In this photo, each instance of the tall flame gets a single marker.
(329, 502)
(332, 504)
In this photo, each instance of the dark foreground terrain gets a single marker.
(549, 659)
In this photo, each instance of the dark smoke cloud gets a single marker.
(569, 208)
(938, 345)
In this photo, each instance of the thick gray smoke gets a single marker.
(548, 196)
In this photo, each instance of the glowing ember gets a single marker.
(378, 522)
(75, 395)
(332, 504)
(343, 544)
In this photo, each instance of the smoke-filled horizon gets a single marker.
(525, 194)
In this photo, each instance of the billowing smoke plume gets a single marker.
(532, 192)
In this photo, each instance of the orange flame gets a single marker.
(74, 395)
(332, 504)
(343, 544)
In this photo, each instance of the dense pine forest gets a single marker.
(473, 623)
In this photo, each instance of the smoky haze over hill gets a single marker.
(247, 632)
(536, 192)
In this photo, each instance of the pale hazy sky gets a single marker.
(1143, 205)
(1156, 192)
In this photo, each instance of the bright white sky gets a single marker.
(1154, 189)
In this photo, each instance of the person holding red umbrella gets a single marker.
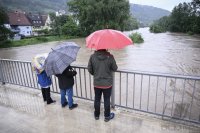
(102, 65)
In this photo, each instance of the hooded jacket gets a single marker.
(44, 80)
(66, 79)
(101, 65)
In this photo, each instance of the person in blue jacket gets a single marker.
(45, 83)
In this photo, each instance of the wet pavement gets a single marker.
(22, 110)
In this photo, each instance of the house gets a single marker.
(47, 22)
(60, 12)
(19, 23)
(39, 22)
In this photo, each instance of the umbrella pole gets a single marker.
(113, 92)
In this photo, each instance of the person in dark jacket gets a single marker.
(45, 83)
(101, 65)
(66, 82)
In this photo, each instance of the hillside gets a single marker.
(43, 6)
(147, 14)
(144, 14)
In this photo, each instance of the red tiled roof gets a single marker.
(18, 18)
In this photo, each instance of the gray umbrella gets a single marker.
(60, 58)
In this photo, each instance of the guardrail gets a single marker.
(172, 96)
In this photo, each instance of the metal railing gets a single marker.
(172, 96)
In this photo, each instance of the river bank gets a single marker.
(172, 53)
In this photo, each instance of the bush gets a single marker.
(42, 39)
(156, 29)
(136, 37)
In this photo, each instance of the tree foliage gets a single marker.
(64, 25)
(93, 15)
(184, 18)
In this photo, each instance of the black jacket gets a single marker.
(101, 65)
(66, 79)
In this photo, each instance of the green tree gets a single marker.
(184, 18)
(131, 24)
(93, 15)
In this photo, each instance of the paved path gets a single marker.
(23, 111)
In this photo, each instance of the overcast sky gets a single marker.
(165, 4)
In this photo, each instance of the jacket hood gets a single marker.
(102, 55)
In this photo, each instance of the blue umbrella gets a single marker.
(60, 58)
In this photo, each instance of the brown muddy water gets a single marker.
(175, 53)
(172, 53)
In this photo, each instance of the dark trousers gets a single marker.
(46, 94)
(97, 101)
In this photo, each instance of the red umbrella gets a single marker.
(107, 39)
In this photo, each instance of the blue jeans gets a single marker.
(69, 92)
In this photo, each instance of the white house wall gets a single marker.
(25, 30)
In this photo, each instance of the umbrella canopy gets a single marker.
(38, 62)
(61, 57)
(107, 39)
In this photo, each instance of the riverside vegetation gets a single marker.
(184, 18)
(88, 16)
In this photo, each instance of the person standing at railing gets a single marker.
(66, 82)
(101, 65)
(45, 83)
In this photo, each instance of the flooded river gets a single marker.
(175, 53)
(172, 53)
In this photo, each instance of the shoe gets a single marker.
(112, 115)
(65, 104)
(73, 106)
(96, 117)
(52, 101)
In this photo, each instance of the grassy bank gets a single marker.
(33, 40)
(136, 37)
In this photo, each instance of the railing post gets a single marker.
(1, 73)
(113, 92)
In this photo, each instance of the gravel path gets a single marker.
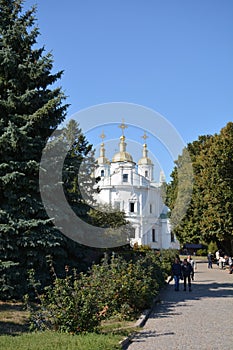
(197, 320)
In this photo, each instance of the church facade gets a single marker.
(130, 187)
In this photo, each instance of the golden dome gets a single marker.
(122, 156)
(102, 159)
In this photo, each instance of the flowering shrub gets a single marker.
(78, 303)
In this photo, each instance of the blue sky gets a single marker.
(172, 56)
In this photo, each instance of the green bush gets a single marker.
(115, 287)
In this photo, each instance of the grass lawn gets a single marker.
(14, 334)
(58, 341)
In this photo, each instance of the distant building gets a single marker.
(130, 187)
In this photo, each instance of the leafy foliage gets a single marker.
(30, 110)
(115, 287)
(210, 214)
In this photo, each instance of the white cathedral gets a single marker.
(131, 188)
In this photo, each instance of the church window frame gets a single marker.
(117, 205)
(172, 237)
(153, 235)
(125, 177)
(132, 207)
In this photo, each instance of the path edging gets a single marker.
(141, 320)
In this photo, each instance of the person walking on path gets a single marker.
(187, 270)
(200, 320)
(193, 264)
(176, 273)
(209, 257)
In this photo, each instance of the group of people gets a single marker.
(183, 271)
(224, 260)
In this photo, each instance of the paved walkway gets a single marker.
(197, 320)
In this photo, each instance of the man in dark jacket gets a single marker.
(176, 273)
(187, 270)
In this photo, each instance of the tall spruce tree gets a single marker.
(29, 112)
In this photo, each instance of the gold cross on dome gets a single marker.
(103, 136)
(122, 126)
(144, 136)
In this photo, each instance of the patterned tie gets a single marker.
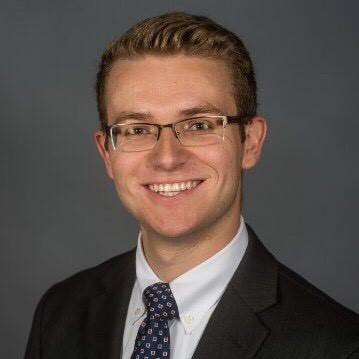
(153, 337)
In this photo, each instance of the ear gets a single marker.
(255, 134)
(100, 139)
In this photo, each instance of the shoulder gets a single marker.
(305, 314)
(91, 281)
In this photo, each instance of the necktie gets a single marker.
(153, 337)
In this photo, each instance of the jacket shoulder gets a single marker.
(95, 279)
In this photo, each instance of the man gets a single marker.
(177, 102)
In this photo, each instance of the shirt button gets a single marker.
(189, 319)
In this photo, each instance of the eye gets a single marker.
(199, 125)
(137, 130)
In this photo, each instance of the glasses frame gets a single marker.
(225, 121)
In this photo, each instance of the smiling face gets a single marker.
(172, 190)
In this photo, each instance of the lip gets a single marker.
(180, 194)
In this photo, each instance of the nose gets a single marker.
(168, 153)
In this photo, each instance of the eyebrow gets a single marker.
(205, 109)
(127, 115)
(188, 112)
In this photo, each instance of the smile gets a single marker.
(172, 189)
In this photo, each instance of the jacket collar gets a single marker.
(107, 310)
(235, 329)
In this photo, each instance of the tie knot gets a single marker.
(160, 302)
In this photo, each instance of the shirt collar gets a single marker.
(199, 289)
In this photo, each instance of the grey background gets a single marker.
(59, 212)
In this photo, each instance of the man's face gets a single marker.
(162, 90)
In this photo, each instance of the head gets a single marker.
(182, 33)
(164, 70)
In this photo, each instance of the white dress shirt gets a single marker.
(197, 293)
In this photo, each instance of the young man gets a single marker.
(177, 102)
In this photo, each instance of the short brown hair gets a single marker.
(179, 32)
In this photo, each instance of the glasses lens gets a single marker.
(131, 137)
(200, 131)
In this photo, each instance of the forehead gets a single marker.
(166, 84)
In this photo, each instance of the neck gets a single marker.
(171, 257)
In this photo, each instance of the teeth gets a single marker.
(172, 189)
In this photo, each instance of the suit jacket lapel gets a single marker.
(235, 330)
(108, 310)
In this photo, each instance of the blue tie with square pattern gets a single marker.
(153, 337)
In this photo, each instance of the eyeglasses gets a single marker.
(191, 132)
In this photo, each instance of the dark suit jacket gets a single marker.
(267, 311)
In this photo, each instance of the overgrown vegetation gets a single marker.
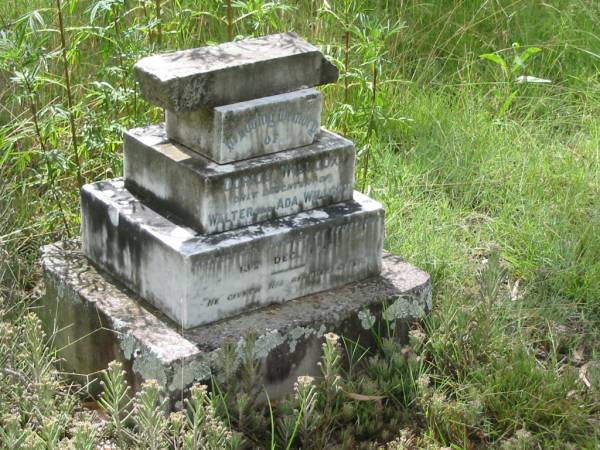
(489, 176)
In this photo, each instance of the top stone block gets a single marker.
(206, 77)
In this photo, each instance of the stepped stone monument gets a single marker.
(237, 215)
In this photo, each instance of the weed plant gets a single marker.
(488, 173)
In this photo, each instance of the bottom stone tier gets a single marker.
(94, 320)
(197, 279)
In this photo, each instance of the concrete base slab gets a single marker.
(197, 279)
(94, 319)
(213, 197)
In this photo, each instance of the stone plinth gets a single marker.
(200, 78)
(197, 279)
(248, 129)
(96, 320)
(213, 197)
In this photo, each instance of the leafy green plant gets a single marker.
(512, 73)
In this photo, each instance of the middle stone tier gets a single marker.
(197, 279)
(213, 198)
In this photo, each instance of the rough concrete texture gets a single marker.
(205, 77)
(95, 320)
(248, 129)
(197, 279)
(213, 197)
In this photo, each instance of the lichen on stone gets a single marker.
(404, 307)
(367, 319)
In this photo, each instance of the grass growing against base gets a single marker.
(489, 184)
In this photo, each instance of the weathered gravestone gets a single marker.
(239, 215)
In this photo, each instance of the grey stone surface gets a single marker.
(205, 77)
(95, 320)
(211, 197)
(251, 128)
(197, 279)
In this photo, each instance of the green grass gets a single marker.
(490, 185)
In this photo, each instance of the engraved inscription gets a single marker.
(267, 124)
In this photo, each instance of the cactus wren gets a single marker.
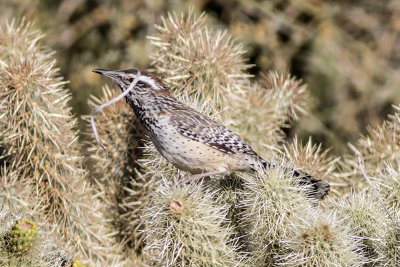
(188, 139)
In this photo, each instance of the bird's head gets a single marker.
(124, 78)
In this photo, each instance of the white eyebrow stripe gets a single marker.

## Aim of the exercise
Reproduce the lines above, exactly and exclusively, from the line containing "In this photo, each instance of the stone" down to the last line, both included; pictures are not part of the copy.

## Exercise output
In this photo, each instance of the stone plinth gets a single marker.
(200, 78)
(197, 279)
(248, 129)
(96, 320)
(213, 197)
In this photo, each instance of the leafy green plant gets a single marker.
(512, 73)
In this photo, each instance of the middle stone tier gets a single marker.
(197, 279)
(213, 198)
In this photo, each instance of the rough concrete texture gets a single marker.
(205, 77)
(95, 320)
(248, 129)
(197, 279)
(213, 197)
In this photo, each instance of the lichen on stone gets a single marker.
(404, 307)
(367, 319)
In this photo, each instance of the grass growing against base gets a single marker.
(489, 184)
In this photo, each instance of the weathered gravestone gets a single marker.
(239, 215)
In this photo, each instance of the grey stone surface gets a single marker.
(205, 77)
(95, 320)
(211, 197)
(251, 128)
(197, 279)
In this photo, each instance of the green grass gets a single marker.
(490, 185)
In this photo, each instance of the engraved inscription gets a single marker.
(267, 124)
In this photo, each instance of the cactus wren gets a single marker.
(188, 139)
In this photo, each instance of the bird's head gets a single marker.
(124, 78)
In this photo, each instance of the white eyebrow stripe gets a single marker.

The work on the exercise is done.